[[ PROVIDED ENTRIES open ]]

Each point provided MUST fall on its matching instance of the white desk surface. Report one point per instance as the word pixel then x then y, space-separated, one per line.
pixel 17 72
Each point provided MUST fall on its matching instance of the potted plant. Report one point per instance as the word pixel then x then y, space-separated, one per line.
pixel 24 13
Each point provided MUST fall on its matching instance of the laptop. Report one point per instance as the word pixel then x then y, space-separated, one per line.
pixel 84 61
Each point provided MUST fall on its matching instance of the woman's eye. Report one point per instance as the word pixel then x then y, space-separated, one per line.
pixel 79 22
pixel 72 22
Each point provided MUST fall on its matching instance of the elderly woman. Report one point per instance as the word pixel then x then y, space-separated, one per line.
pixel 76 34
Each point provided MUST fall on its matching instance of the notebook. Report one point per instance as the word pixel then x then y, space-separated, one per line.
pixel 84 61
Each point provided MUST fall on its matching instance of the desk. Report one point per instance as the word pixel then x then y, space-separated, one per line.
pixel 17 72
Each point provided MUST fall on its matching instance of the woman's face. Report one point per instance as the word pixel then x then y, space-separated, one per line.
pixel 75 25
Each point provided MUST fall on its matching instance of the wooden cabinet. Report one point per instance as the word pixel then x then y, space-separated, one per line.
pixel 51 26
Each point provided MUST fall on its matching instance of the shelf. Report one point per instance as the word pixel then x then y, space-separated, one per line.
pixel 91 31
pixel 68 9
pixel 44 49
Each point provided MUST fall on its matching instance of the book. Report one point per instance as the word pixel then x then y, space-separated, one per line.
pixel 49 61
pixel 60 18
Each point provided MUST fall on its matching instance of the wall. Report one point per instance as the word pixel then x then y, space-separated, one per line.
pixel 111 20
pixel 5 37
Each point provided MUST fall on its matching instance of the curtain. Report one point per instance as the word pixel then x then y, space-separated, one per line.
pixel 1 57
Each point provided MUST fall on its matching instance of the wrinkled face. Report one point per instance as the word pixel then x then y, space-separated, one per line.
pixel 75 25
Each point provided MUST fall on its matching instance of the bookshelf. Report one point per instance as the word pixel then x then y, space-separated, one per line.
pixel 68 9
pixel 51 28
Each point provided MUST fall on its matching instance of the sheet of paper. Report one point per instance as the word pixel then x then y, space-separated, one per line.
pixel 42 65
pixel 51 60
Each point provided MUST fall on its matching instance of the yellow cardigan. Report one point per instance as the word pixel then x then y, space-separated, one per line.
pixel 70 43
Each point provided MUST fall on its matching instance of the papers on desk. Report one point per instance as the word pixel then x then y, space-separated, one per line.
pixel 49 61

[[ PROVIDED ENTRIES closed ]]

■ **WHAT YOU SHOULD DO**
Set out the records again, exactly as they appear above.

■ **ANSWER TO THE PROBLEM**
Each point provided MUST fall on its matching instance of the white desk surface. Report one point per instance as the word pixel then x then y, space-separated, one per line.
pixel 17 72
Each point provided MUST fall on its matching instance of the potted plant. Report one point per instance as the word pixel then x then y, space-separated, one per line.
pixel 24 13
Each point provided MUST fall on its matching instance of the laptop. Report one point per instance as the word pixel then x then y, space-separated, one per line.
pixel 84 61
Each point provided MUST fall on its matching instance of the woman's eye. Report one point per instance as the word pixel then x then y, space-separated, one per line.
pixel 79 22
pixel 72 22
Each point provided MUST fall on its matching instance of the elderly woman. Report one point per instance as the word pixel then x then y, space-separated, one per line.
pixel 76 34
Each point provided MUST fall on its matching instance of the notebook. Report one point per instance as the word pixel then x then y, space-separated, one per line.
pixel 84 61
Each point provided MUST fall on its matching instance of the desk. Report one point per instance as the word pixel then x then y, space-separated, one per line.
pixel 17 72
Each point provided MUST fall on its matching instance of the woman's face. Report one point per instance as the word pixel then x then y, space-separated, one per line.
pixel 75 25
Each point provided MUST fall on its matching instance of the wooden cabinet. Report one point per instance as the word pixel then x then y, space-separated, one per line.
pixel 51 26
Each point provided MUST fall on its matching instance of the shelf. Report one point per instance as the word pixel then x then y, space-separated, one per line.
pixel 91 31
pixel 68 9
pixel 44 49
Each point provided MUST fall on its matching instance of the book. Report one point per instance as the word pixel then x then y, space-separated, one per line.
pixel 49 61
pixel 60 18
Each point provided MUST fall on its matching instance of the wall. Report one point per instance as the word pixel then x then y, space-separated, one per line.
pixel 111 20
pixel 5 37
Each point provided MUST fall on its matching instance of the curtain. Report one point per instance as the word pixel then x then y, space-separated, one per line.
pixel 1 57
Each point provided MUST fall on its matching instance of the wrinkled face. Report one point per instance as the word pixel then x then y, space-separated, one per line.
pixel 75 25
Each point provided MUST fall on its matching instance of the bookshelf. Report one point per instance as the word pixel then x then y, space-separated, one per line.
pixel 68 9
pixel 51 28
Each point provided MUST fall on its matching instance of the sheet of paper. Report one point per instance as the word pixel then x then y, space-separated, one per line.
pixel 42 65
pixel 51 60
Each point provided MUST fall on its matching instance of the yellow cardigan. Report one point per instance as the word pixel then x then y, space-separated, one per line.
pixel 70 43
Each point provided MUST fall on its matching instance of the papers on desk. Report one point per instance as the word pixel then x then y, space-separated, one per line.
pixel 49 61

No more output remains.